GIVEN PROBLEM:
Write out the entries from the very first one through the line containing "[423, 383, 637, 572]", both included, switching "lace applique" to "lace trim" and keeping everything else the same.

DATASET EXCERPTS:
========
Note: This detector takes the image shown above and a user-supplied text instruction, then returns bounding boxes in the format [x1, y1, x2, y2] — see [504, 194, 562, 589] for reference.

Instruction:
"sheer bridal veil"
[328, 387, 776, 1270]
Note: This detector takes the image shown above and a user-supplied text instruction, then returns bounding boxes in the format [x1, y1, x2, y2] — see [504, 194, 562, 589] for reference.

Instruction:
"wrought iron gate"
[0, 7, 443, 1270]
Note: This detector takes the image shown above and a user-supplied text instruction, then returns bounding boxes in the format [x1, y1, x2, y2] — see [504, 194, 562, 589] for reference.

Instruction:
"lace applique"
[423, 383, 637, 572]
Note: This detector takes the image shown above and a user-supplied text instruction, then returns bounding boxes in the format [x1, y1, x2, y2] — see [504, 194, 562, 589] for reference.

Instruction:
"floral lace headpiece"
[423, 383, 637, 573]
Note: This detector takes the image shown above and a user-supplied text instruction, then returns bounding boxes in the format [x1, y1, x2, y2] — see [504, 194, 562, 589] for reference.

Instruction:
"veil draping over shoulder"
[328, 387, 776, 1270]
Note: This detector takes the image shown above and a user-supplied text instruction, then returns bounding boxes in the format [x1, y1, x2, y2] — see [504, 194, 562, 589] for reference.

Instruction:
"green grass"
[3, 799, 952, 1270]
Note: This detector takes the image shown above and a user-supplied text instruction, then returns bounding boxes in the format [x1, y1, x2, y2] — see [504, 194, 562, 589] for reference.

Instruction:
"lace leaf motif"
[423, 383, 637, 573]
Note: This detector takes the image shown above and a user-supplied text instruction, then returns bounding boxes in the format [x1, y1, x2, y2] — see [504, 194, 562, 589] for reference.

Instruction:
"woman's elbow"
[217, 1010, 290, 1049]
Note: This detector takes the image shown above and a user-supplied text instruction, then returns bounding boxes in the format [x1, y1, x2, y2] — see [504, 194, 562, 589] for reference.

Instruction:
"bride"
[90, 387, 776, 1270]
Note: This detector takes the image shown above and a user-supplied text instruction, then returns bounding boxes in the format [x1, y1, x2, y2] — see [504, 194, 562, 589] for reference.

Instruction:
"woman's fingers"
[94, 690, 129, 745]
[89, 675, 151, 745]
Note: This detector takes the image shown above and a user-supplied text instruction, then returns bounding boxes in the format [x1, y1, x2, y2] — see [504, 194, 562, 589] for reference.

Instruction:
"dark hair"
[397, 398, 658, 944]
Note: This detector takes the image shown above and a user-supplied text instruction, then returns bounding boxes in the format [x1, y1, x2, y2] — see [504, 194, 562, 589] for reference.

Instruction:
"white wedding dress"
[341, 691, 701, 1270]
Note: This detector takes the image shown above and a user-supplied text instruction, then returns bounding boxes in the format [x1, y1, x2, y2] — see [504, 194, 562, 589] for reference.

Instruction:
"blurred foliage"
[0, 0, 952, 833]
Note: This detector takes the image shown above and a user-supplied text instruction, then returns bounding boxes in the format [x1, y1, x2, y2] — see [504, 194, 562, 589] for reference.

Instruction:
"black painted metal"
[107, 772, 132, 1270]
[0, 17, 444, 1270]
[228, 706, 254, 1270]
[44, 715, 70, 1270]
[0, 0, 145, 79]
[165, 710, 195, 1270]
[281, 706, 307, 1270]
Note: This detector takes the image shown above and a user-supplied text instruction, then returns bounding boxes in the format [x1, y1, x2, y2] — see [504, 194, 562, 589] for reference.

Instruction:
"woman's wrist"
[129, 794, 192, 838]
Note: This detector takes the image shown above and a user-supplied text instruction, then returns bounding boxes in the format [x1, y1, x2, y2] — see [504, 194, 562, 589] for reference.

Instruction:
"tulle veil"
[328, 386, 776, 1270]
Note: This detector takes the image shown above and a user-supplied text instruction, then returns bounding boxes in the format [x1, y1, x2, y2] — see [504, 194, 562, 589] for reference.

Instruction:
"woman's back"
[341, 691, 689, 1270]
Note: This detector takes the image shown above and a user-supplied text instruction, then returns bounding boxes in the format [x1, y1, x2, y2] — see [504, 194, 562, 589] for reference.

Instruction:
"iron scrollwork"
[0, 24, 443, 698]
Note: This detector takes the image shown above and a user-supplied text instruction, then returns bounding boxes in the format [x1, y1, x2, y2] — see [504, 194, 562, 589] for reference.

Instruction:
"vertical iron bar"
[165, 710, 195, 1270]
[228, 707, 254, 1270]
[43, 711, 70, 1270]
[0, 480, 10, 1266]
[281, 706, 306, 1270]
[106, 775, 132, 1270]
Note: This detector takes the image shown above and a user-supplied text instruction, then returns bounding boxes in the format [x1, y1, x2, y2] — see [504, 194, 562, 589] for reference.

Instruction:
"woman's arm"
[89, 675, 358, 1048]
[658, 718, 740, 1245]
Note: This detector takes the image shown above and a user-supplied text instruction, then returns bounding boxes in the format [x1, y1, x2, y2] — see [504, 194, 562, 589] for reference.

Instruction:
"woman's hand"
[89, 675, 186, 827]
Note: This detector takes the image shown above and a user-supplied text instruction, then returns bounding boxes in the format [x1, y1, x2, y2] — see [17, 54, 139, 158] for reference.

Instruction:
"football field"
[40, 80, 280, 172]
========
SOLUTION:
Note: This detector takes the image shown above and a user-supplied text instruction, then returns bounding boxes in the format [x1, y1, x2, y2] — see [504, 194, 562, 589] for reference.

Instruction:
"sheer bridal veil"
[328, 387, 776, 1270]
Note: This detector takes the image shown above and a user-supplied text instruction, then returns bounding boxes in the format [x1, y1, x2, y2] — see [504, 194, 562, 589] for reference.

Instruction:
"wrought iron gate"
[0, 7, 443, 1270]
Note: This detector takes the image shown above and a user-supplied text instruction, then returns bounding boxes in the format [x1, y1, x2, y2] — see [504, 194, 562, 589] for reference.

Instruction:
"lace trim"
[423, 383, 637, 572]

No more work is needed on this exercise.